What this task involves:
Rewrite the climate ruling excerpt from "By only counting" up to and including "internationally wrongful act.", putting "entirely" in place of "outright".

Source extract:

But the 500-page opinion goes much further than that; it has been described as a blueprint for climate justice and a reckoning for those countries perpetuating the destabilisation of the planet.
“The court has really met the moment in bringing all of those legal obligations and interpreting them in the climate reality, and the urgency of this kind of existential crisis for the entire world,” Retta Berryman, climate lead and lawyer for Environmental Justice Australia (EJA), said.
The ICJ’s decision isn’t binding for Australian courts, but its advice is considered highly influential and will inform legal arguments in cases back home.
Tokelauns protest against climate change during the Pacific Warrior Day of Action. (Te Mana: Litia Maiava )
Australia responsible for fossil fuel exports
Under the Paris Agreement, the legal framework for climate action over the past decade, countries set their own targets for how they will reduce their domestic greenhouse gas emissions.
Domestic. That’s the critical word here.
By only counting emissions released at home, fossil fuel exporters like Australia could brag about cutting down greenhouse gases whilst continuing to sell coal, oil and gas to international buyers, obligation-free.
The UN court’s decision could increase pressure on Australia’s fossil fuel industry. (AP Photo)
“What states like Australia — and many, many states — were arguing, was that the Paris Agreement was exhaustive of all our obligations,” Melbourne Law School’s Dr Hicks explained.
“Our exports, the big contribution that we make to climate harms, fell outside of the Paris Agreement.”
The ICJ judges rejected that outright.
They declared that supporting fossil fuels — by the production, the granting of fossil fuel exploration licences, and fossil fuel subsidies — constitutes an internationally wrongful act.
For Australia, the potential ramifications can’t be overstated.
Australia produces about 1.1 per cent of global emissions. However, Australia is the world’s largest coal exporter and a top gas exporter, and a UNSW study has concluded Australia is second globally for emissions from fossil fuel exports.

Data supplied:
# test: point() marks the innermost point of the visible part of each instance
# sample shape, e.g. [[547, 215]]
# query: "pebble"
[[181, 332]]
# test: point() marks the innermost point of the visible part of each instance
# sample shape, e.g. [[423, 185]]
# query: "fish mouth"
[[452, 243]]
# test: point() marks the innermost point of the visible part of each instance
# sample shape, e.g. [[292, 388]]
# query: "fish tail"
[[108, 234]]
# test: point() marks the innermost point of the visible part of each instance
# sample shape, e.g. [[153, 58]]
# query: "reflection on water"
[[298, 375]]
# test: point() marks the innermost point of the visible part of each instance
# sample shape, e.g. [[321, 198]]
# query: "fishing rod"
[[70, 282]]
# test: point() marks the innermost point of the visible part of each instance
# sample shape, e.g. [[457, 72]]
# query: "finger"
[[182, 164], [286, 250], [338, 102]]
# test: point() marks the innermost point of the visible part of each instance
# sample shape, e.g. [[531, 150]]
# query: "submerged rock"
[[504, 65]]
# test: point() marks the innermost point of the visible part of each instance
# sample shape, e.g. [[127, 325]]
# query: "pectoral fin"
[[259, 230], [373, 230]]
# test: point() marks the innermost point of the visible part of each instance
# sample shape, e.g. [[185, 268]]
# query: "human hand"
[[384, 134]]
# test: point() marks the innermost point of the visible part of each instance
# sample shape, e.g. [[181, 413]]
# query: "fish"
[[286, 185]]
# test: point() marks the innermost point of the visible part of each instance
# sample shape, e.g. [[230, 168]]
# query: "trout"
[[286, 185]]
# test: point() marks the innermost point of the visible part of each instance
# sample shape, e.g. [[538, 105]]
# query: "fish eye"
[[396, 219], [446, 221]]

Written response:
By only counting emissions released at home, fossil fuel exporters like Australia could brag about cutting down greenhouse gases whilst continuing to sell coal, oil and gas to international buyers, obligation-free.
The UN court’s decision could increase pressure on Australia’s fossil fuel industry. (AP Photo)
“What states like Australia — and many, many states — were arguing, was that the Paris Agreement was exhaustive of all our obligations,” Melbourne Law School’s Dr Hicks explained.
“Our exports, the big contribution that we make to climate harms, fell outside of the Paris Agreement.”
The ICJ judges rejected that entirely.
They declared that supporting fossil fuels — by the production, the granting of fossil fuel exploration licences, and fossil fuel subsidies — constitutes an internationally wrongful act.